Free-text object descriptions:
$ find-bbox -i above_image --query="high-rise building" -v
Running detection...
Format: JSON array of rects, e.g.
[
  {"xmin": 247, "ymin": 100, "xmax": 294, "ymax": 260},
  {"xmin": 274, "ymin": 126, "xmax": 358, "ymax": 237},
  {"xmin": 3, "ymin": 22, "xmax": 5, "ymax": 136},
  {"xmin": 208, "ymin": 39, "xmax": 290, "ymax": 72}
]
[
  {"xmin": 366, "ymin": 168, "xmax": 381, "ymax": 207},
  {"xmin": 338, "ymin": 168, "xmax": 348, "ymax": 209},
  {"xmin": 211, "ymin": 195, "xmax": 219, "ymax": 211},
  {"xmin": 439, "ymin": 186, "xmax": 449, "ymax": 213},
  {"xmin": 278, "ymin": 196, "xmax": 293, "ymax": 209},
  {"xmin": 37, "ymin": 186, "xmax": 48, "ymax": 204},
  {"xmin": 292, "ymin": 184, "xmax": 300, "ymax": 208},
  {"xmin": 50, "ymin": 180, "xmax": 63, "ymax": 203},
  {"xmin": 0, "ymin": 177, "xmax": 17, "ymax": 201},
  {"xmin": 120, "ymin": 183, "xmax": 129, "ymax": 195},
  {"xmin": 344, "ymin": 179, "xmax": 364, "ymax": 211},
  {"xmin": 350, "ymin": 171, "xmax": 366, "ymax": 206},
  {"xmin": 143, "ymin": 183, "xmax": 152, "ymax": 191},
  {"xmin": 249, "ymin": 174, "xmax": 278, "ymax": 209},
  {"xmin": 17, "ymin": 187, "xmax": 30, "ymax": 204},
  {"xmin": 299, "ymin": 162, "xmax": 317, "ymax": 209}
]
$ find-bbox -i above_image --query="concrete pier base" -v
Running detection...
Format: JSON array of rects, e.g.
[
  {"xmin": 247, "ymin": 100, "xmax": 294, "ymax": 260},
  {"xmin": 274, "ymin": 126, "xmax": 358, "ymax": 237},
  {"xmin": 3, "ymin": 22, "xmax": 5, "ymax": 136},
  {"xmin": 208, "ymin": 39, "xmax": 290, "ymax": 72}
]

Work item: Please reproduce the data as it was given, with every line exact.

Exercise result:
$ find-bbox -i above_image --query="high-rise building" -v
Running detection...
Format: JSON array of rects, e.g.
[
  {"xmin": 247, "ymin": 100, "xmax": 294, "ymax": 260},
  {"xmin": 274, "ymin": 126, "xmax": 358, "ymax": 237},
  {"xmin": 3, "ymin": 22, "xmax": 5, "ymax": 136},
  {"xmin": 208, "ymin": 39, "xmax": 290, "ymax": 72}
]
[
  {"xmin": 366, "ymin": 168, "xmax": 381, "ymax": 207},
  {"xmin": 338, "ymin": 168, "xmax": 348, "ymax": 209},
  {"xmin": 211, "ymin": 195, "xmax": 219, "ymax": 211},
  {"xmin": 439, "ymin": 186, "xmax": 449, "ymax": 213},
  {"xmin": 278, "ymin": 196, "xmax": 293, "ymax": 209},
  {"xmin": 37, "ymin": 186, "xmax": 48, "ymax": 204},
  {"xmin": 292, "ymin": 184, "xmax": 300, "ymax": 208},
  {"xmin": 50, "ymin": 180, "xmax": 63, "ymax": 203},
  {"xmin": 0, "ymin": 177, "xmax": 17, "ymax": 201},
  {"xmin": 120, "ymin": 183, "xmax": 129, "ymax": 195},
  {"xmin": 344, "ymin": 179, "xmax": 364, "ymax": 211},
  {"xmin": 350, "ymin": 171, "xmax": 366, "ymax": 206},
  {"xmin": 143, "ymin": 183, "xmax": 152, "ymax": 191},
  {"xmin": 249, "ymin": 174, "xmax": 278, "ymax": 209},
  {"xmin": 17, "ymin": 187, "xmax": 30, "ymax": 204},
  {"xmin": 299, "ymin": 162, "xmax": 317, "ymax": 209}
]
$ find-bbox -i above_image --query="concrete pier base" -v
Running detection...
Format: JSON array of rects, e.g.
[
  {"xmin": 247, "ymin": 100, "xmax": 294, "ymax": 260},
  {"xmin": 274, "ymin": 126, "xmax": 358, "ymax": 237},
  {"xmin": 3, "ymin": 22, "xmax": 5, "ymax": 136},
  {"xmin": 208, "ymin": 39, "xmax": 290, "ymax": 72}
]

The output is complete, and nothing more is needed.